__Exercise task__. Reproduce every line of the records below character for character, keeping the original order and line breaks.

Raw records:
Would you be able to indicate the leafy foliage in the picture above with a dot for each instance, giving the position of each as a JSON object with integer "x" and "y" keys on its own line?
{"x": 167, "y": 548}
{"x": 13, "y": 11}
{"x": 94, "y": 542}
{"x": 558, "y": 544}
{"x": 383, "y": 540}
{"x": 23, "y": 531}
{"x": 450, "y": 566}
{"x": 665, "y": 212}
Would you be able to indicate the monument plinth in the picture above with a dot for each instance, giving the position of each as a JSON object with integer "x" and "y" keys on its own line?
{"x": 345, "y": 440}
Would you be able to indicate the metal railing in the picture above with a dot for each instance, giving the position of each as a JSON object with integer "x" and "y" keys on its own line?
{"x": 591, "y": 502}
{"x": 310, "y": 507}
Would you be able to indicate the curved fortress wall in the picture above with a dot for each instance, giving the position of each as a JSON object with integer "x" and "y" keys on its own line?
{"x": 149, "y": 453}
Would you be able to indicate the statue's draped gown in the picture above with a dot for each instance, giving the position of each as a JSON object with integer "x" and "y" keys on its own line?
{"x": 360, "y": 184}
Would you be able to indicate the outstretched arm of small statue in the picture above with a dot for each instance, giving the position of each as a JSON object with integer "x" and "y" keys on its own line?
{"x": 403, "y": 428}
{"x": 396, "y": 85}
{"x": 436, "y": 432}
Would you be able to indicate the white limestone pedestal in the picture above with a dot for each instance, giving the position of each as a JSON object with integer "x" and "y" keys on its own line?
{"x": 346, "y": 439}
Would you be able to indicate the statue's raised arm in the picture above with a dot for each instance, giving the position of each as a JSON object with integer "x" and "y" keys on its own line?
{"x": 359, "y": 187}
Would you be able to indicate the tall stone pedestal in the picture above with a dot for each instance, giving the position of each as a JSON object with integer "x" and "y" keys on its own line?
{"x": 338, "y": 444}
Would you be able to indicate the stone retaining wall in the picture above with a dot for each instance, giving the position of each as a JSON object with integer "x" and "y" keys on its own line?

__Final answer__.
Would you be able to indicate the leafy foliage in the picture above with a dot for each instance, giving the position of each as a JSON object with integer "x" and "y" keys on its own line?
{"x": 167, "y": 548}
{"x": 13, "y": 11}
{"x": 94, "y": 542}
{"x": 558, "y": 544}
{"x": 383, "y": 540}
{"x": 23, "y": 531}
{"x": 450, "y": 566}
{"x": 665, "y": 212}
Would you be able to indicate the monument plinth in the picture above with a dot for each instance, giving the position of each as a JSON object with integer "x" and "y" keys on its own line?
{"x": 345, "y": 440}
Would you be able to indicate the metal railing in the picture above with a dot for each instance, giving the position of each as a JSON object with integer "x" and "y" keys on its own line?
{"x": 591, "y": 502}
{"x": 310, "y": 507}
Would you be able to indicate the curved fortress wall in the picture above with a dot for each instance, giving the position of each as a JSON object with integer "x" and "y" keys on its own line?
{"x": 149, "y": 453}
Would you be able to indicate the statue's draped gown in the picture above with a dot for each instance, giving the position of each as a JSON object with integer "x" and "y" keys on its own line?
{"x": 360, "y": 184}
Would you be able to indicate the outstretched arm of small statue in the picture above with a dot for each instance, giving the position of each as a JSON object with integer "x" and "y" keys on its own line?
{"x": 403, "y": 428}
{"x": 396, "y": 85}
{"x": 436, "y": 432}
Would you be able to indicate the white limestone pedestal in the picture above with a dot for each instance, giving the position of each as a JSON object with integer "x" and "y" keys on its own line?
{"x": 346, "y": 439}
Would you be able to indicate the statue's raised arm in the picture above with a dot for each instance, giving the position of each as a JSON object with integer "x" and "y" keys on its own line?
{"x": 359, "y": 187}
Would you be able to indicate the tall stone pedestal in the picture above with a dot for each instance, giving the position of each as a JSON object with integer "x" and "y" keys on its own line?
{"x": 338, "y": 444}
Would you be able to indicate the stone retaining wall in the picture above with a dot for each instance, giving the position of each as a JSON object with integer "x" and "y" keys on its own line?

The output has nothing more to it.